[What you should do] Each line of the data should be duplicated precisely.

[Data records]
((

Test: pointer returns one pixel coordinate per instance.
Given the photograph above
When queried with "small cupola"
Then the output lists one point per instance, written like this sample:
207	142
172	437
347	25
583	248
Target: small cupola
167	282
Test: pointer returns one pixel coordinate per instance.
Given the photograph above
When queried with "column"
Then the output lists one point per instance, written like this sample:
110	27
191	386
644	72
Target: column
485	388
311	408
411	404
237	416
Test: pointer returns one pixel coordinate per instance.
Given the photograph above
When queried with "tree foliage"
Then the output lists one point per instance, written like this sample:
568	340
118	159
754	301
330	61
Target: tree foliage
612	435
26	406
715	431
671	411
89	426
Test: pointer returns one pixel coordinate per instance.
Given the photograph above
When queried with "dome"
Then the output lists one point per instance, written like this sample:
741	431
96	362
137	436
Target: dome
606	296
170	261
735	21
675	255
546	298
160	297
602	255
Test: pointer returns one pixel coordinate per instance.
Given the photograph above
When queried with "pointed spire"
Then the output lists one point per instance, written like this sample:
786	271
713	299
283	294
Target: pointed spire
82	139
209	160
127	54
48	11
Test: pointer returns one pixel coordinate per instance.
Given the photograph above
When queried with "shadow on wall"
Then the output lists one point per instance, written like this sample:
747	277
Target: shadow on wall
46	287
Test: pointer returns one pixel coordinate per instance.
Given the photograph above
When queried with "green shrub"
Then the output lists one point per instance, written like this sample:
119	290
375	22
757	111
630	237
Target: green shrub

))

[Solution to the problem]
Test: pointer returns one pixel coordinate per instance.
Given the photograph above
When queried with "small cupola"
Then the output lists one point per instance, written like this sample:
207	142
172	437
347	25
583	248
Target: small cupola
167	282
Test: pointer returns one pixel coordinate per instance.
Given the photograph above
When queried with "column"
Then the output lists one point per instance, written like this sample:
110	27
191	386
644	72
Target: column
485	388
311	408
411	404
237	416
Test: pointer returns one pixel coordinate per instance.
Given the photograph above
When queried with "tree foliage"
Then the output lists one point per instance, written like this sample:
568	340
118	159
754	301
330	61
Target: tree foliage
612	435
26	406
715	431
671	411
89	426
Test: pointer returns one pixel coordinate per instance.
Given the photograph above
When queried with "dome"
Then the output lists one point per instance, written like this sample:
741	431
96	362
137	436
Target: dome
606	296
170	261
735	21
675	255
546	298
160	297
602	255
Test: pointer returns one pixel coordinate per instance.
Given the photograph above
When queried with "pointed spire"
Then the output lists one point per instance, written like this sample:
786	271
713	299
283	294
Target: pointed spire
82	139
209	160
127	54
48	11
Test: pointer returns one pixel coordinate per instance.
Given the photograph above
When queried with "shadow on wall"
Then the output lists one point per instance, written like this sample:
747	277
Target: shadow on wall
46	287
Test: pointer returns one pixel coordinate per instance.
Given the photograph above
When queried with "green shrub"
Then the output lists one point per instance, written like this sample:
119	290
375	22
757	111
630	237
Target: green shrub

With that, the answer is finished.